Problem requirements → Can you copy the records word for word, from the start through the line containing "x=532 y=404", including that line, and omit the pictures?

Listing →
☆ ☆ ☆ ☆
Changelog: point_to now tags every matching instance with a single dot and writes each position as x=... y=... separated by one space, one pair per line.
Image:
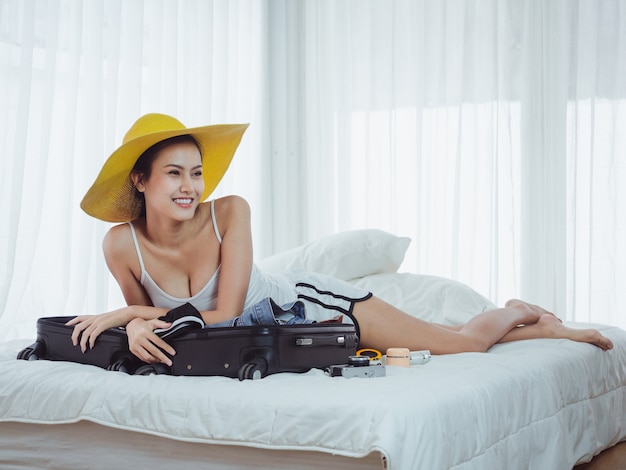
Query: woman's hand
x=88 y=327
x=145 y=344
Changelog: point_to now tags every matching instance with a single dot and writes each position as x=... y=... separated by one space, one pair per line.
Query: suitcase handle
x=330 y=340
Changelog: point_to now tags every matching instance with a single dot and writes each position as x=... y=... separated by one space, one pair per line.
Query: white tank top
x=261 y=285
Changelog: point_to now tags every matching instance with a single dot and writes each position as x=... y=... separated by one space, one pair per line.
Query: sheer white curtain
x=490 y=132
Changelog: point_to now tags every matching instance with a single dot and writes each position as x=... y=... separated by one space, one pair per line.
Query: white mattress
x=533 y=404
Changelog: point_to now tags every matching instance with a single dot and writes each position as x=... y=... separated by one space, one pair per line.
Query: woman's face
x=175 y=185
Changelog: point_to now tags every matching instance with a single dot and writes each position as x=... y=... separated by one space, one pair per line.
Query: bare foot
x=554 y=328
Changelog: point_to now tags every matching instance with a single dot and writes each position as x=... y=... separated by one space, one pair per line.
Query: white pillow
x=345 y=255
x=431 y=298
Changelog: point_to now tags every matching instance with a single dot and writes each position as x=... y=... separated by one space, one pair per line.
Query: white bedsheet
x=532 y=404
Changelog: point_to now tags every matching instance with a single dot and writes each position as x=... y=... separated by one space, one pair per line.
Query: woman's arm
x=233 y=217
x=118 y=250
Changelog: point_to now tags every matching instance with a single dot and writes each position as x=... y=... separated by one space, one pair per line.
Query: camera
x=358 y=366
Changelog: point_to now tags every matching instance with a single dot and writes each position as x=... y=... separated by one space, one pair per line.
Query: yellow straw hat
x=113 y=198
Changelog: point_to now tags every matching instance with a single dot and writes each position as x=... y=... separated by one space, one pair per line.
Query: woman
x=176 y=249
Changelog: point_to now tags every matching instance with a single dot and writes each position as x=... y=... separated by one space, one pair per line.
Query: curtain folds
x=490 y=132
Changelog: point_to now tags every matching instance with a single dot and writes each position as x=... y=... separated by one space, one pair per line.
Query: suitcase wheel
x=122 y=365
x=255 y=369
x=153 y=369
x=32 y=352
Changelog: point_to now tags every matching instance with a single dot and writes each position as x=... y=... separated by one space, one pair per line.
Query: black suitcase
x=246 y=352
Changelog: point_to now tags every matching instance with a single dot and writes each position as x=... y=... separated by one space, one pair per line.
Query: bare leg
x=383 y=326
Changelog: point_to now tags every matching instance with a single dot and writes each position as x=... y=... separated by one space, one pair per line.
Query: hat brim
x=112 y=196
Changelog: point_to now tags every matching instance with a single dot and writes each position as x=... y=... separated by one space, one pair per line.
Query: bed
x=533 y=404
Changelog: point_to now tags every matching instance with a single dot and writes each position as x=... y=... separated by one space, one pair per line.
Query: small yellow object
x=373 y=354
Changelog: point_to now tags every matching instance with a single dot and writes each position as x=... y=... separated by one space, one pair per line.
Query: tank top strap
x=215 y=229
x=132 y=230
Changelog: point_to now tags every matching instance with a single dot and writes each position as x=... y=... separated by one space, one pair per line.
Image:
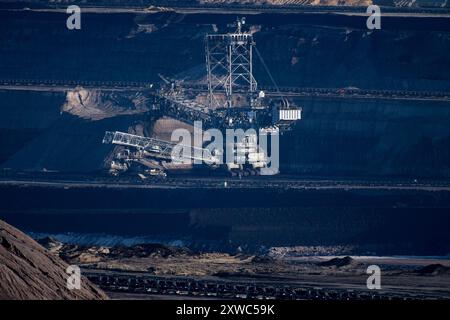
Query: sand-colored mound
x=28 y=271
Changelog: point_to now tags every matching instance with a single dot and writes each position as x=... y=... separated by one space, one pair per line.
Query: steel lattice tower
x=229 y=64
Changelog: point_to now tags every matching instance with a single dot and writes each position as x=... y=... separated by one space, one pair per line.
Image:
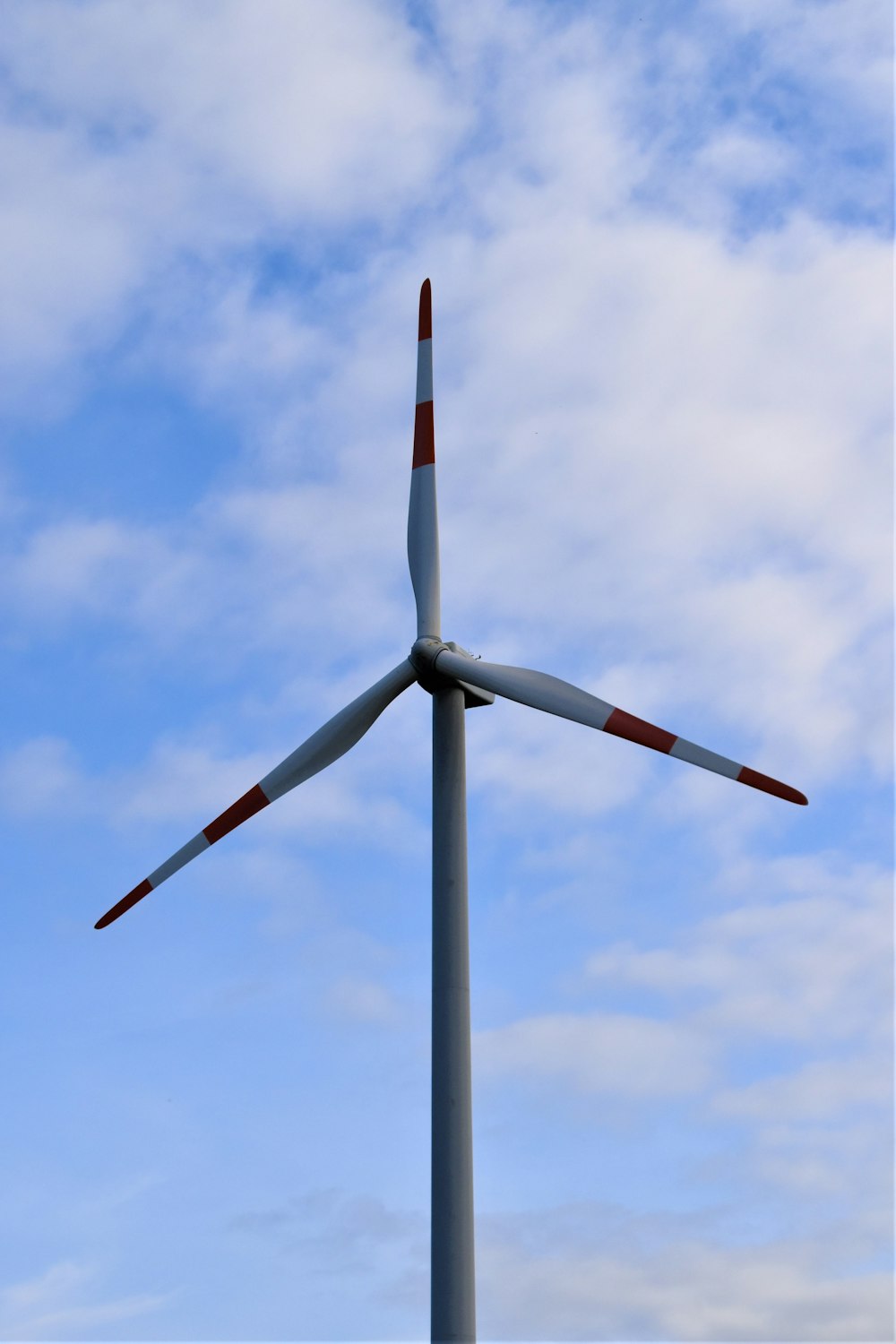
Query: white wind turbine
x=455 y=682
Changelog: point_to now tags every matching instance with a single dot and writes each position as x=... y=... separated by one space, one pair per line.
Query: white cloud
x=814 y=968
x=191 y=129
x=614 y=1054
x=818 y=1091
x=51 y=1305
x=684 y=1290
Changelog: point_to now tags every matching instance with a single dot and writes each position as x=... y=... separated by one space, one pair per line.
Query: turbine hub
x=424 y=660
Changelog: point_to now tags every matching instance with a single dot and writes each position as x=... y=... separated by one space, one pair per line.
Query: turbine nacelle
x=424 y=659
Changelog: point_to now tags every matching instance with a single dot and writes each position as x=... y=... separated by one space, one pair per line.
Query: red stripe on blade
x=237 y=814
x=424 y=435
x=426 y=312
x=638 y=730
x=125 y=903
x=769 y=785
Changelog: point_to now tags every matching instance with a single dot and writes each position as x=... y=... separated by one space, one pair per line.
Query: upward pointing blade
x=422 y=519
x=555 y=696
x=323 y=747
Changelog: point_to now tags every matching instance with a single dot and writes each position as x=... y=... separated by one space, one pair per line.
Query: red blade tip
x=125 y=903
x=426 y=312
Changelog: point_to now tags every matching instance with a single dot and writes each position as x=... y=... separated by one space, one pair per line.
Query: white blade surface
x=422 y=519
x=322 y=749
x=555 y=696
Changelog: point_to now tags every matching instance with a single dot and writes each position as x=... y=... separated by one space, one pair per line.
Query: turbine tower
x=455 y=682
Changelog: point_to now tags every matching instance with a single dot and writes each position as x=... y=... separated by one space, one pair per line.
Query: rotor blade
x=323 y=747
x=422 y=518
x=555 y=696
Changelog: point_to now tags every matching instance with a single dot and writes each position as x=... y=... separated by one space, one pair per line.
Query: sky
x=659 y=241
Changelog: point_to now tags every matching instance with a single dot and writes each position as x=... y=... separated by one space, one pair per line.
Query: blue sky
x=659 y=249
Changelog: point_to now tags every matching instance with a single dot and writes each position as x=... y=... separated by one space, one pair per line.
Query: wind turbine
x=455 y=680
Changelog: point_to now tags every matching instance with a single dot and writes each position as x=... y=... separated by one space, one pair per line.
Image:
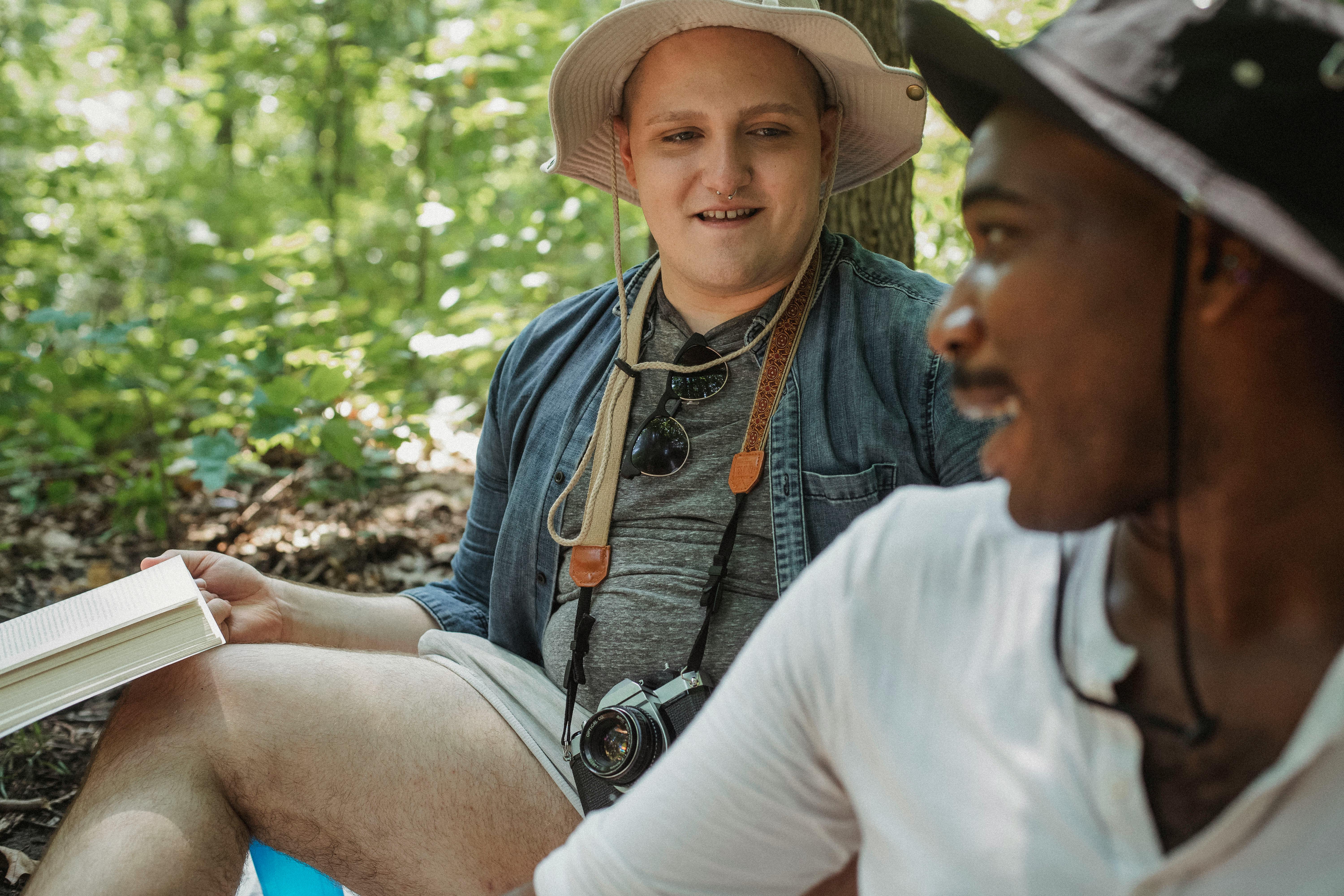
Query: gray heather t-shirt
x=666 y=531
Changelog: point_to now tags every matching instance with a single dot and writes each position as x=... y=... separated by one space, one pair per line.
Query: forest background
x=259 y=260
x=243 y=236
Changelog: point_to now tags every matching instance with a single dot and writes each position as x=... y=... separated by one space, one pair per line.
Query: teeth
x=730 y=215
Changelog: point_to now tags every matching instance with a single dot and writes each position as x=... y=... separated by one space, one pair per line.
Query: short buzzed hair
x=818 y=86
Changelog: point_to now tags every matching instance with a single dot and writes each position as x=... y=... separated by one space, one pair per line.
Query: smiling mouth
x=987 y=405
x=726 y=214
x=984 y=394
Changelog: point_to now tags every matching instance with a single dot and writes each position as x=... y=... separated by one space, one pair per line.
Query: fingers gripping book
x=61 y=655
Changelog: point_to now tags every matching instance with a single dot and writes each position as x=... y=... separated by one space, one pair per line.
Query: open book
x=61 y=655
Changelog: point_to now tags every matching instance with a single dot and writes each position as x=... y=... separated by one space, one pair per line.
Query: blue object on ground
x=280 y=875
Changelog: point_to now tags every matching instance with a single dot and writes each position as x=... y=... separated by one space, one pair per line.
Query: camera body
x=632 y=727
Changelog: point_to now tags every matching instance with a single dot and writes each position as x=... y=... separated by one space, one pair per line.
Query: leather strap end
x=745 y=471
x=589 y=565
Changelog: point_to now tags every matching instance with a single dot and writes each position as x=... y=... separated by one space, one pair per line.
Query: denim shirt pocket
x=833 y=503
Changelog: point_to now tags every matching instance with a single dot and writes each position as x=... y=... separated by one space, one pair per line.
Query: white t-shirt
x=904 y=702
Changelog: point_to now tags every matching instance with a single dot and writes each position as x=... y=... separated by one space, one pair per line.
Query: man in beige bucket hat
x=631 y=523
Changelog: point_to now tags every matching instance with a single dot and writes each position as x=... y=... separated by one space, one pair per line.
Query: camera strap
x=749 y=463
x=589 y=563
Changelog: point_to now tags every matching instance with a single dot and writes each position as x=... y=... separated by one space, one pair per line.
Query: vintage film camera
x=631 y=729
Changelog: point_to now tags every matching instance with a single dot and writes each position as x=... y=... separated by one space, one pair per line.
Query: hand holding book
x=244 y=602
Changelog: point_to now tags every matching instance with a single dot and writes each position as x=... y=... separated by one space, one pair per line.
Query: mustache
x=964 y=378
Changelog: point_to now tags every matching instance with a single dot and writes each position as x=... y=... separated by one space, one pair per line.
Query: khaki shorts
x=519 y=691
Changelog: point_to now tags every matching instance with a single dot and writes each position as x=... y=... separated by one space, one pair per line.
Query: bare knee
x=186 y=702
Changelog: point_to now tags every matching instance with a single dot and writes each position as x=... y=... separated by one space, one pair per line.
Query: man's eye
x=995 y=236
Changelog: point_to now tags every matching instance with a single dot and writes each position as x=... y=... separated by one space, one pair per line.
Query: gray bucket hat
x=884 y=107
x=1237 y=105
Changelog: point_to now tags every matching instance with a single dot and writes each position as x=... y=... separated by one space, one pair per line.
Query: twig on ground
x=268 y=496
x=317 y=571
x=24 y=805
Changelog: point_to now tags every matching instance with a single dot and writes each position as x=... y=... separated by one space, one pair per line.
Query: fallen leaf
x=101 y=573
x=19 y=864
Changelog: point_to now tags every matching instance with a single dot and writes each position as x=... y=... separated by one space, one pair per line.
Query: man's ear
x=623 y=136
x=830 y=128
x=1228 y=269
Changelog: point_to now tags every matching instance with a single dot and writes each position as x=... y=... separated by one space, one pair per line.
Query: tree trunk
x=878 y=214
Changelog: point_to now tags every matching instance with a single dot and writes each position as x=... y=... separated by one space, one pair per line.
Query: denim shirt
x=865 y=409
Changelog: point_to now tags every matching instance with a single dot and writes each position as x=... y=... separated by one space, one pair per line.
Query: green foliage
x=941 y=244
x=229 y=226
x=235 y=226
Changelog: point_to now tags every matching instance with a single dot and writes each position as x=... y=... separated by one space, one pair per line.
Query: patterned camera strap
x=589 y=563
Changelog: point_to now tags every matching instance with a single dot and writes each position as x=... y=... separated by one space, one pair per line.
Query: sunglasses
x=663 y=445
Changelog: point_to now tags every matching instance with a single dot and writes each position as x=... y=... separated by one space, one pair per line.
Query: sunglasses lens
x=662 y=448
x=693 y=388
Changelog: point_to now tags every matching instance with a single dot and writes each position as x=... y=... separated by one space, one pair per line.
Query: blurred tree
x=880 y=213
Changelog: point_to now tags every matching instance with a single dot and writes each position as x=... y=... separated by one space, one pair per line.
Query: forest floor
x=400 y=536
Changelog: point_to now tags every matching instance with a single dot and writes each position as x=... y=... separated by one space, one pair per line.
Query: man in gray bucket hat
☆ ☆ ☆ ☆
Result →
Changelog: point_to now tags every matching instance with a single dot and writes each position as x=... y=... separated by one space, one pair per line.
Image:
Query: woman's hand
x=88 y=327
x=145 y=344
Changelog: point_to now tags every matching instance with a single dot and writes each position as x=... y=... separated by one space, one pair per line.
Query: suitcase handle
x=330 y=340
Changelog: point_to now tags every matching instance with a single dot and writes each position as x=... y=... separated by one space, one pair per line.
Query: white tank top
x=261 y=285
Changelog: point_to now tags every matching instance with a single dot and writes each position as x=... y=... separated by one space, one pair per line.
Query: sheer white curtain
x=490 y=132
Changelog: point_to now tags every matching instance with a single dot and writes each position as x=... y=... separated by one space, one pair per line.
Query: white mattress
x=533 y=404
Changelog: point_to now tags every matching instance with a single dot and writes each position as x=... y=... separated by one space, one pair per line.
Query: woman's face
x=175 y=185
Changelog: point_to now tags every matching instance with a single dot and writes each position as x=... y=... separated by one space, one pair per line.
Query: bare foot
x=554 y=328
Changelog: point_to now tags every matching instance with a single dot and writes each position as x=... y=... separated by one space, one pair per line.
Query: white pillow
x=345 y=255
x=431 y=298
Changelog: point_to now tags every matching instance with a single dot and writes each position as x=... y=... separated by one space, one pair per line.
Query: white bedsheet
x=532 y=404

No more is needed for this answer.